◆ GIVEN EXERCISE
Render the lines of the rows below as a Markdown table with the columns No. and Line, from the line containing "For this exercise we mark the crowd" up to and including the line containing "[(191, 60), (63, 100), (192, 116)]", omitting blank lines.

◆ RAW DATA
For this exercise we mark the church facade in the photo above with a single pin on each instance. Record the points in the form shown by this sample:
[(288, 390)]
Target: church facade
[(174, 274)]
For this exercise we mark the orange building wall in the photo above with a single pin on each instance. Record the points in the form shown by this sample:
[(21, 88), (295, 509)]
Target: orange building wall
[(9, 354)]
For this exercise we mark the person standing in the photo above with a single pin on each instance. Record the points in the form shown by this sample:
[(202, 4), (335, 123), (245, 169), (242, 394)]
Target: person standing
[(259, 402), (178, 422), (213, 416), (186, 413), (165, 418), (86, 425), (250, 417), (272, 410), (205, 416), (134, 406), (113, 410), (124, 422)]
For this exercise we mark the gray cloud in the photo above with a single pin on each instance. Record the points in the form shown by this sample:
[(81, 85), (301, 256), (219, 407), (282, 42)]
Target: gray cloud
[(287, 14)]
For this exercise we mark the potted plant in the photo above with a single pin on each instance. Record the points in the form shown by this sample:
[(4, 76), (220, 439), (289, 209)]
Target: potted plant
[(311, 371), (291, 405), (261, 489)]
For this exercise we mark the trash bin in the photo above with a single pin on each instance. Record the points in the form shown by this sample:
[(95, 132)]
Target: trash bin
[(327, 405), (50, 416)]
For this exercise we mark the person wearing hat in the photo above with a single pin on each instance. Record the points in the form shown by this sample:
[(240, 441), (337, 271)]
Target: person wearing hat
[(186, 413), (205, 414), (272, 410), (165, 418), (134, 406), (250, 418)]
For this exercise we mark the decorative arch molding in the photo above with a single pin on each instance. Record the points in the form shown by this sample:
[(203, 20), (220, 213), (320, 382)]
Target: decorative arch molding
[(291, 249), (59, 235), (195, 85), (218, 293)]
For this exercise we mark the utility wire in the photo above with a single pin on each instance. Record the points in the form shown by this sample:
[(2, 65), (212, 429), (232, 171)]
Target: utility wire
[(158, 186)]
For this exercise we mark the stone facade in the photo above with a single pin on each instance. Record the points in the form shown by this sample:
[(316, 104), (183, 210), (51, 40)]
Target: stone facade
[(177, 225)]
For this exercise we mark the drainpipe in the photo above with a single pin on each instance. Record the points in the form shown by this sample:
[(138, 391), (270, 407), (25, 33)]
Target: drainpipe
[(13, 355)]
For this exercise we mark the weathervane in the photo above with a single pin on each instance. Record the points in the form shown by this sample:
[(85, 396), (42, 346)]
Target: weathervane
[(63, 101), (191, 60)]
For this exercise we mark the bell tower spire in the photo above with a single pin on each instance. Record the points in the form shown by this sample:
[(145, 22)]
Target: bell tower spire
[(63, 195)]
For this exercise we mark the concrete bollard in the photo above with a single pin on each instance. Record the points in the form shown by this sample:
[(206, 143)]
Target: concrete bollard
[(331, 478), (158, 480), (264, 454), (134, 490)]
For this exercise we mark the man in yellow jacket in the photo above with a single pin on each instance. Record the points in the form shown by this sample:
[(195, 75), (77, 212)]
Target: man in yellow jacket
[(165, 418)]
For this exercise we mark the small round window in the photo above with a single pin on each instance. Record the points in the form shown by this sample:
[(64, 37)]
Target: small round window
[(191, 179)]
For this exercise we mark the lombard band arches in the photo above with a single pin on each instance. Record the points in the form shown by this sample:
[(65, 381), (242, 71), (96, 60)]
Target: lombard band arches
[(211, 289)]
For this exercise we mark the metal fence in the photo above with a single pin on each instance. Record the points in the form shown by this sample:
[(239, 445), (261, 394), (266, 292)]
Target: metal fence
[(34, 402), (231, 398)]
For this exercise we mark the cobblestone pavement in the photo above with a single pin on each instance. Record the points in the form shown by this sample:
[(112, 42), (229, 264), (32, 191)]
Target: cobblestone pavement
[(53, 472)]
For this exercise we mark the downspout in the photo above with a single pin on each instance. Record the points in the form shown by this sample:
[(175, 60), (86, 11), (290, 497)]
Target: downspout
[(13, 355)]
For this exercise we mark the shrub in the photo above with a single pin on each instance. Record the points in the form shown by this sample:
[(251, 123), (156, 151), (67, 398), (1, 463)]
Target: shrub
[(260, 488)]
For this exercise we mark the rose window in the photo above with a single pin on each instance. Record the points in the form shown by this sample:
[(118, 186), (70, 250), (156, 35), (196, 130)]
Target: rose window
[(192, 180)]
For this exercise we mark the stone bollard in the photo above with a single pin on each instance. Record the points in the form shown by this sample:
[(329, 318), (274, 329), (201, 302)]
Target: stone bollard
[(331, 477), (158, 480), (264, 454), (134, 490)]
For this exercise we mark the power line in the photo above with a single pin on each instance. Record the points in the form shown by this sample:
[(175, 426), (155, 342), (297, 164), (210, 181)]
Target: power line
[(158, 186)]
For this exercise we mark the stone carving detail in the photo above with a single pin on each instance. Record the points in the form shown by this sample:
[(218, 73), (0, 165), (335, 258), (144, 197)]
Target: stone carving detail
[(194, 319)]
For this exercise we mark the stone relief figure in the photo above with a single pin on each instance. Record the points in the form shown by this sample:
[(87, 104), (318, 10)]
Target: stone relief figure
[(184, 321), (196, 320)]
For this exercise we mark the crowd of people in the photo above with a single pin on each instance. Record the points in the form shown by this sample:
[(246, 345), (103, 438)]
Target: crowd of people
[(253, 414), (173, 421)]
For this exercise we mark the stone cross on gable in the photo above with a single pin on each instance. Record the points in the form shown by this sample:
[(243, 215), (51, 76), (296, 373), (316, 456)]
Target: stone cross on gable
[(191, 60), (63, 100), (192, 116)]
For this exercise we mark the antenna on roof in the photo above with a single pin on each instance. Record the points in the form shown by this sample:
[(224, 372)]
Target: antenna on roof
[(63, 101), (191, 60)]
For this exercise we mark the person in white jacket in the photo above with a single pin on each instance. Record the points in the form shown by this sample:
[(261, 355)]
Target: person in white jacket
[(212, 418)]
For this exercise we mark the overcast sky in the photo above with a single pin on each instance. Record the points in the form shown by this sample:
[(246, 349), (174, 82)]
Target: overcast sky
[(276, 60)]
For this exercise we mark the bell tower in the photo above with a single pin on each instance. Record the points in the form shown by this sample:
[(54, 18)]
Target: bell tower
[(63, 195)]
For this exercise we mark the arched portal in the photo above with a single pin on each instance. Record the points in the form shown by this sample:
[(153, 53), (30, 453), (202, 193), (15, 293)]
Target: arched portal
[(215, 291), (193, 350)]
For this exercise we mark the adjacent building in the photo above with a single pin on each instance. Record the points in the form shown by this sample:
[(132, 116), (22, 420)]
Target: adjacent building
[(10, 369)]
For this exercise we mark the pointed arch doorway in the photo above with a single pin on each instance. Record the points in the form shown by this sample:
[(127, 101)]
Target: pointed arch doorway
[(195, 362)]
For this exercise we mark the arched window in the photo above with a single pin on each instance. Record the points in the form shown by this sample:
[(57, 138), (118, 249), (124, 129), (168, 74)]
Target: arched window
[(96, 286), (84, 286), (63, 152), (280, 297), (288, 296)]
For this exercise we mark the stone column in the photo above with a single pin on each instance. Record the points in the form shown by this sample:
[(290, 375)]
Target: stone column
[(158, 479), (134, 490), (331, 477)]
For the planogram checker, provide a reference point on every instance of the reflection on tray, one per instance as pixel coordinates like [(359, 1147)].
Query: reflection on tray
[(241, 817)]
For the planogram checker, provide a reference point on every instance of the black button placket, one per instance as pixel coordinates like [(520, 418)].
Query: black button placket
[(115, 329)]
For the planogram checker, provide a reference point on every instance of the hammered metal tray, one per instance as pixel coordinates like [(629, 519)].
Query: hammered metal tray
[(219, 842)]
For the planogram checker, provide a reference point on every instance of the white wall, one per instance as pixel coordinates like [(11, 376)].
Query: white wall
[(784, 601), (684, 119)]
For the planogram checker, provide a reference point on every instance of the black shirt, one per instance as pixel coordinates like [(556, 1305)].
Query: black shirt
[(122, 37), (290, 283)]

◆ COMPLETE RESPONSE
| No. | Line |
|---|---|
| 1 | For this exercise we mark the crowd of people in the photo above with a single pin on each instance. Record the points in the form shown by this sample: |
| 2 | [(246, 345), (103, 438)] |
| 3 | Target: crowd of people |
| 4 | [(253, 414), (173, 421)] |
| 5 | For this exercise we mark the stone cross on gable in the photo above with a single pin on each instance. Record the points in the form shown by this sample: |
| 6 | [(243, 215), (51, 76), (296, 373), (316, 456)] |
| 7 | Target: stone cross on gable |
| 8 | [(191, 60), (63, 100), (192, 116)] |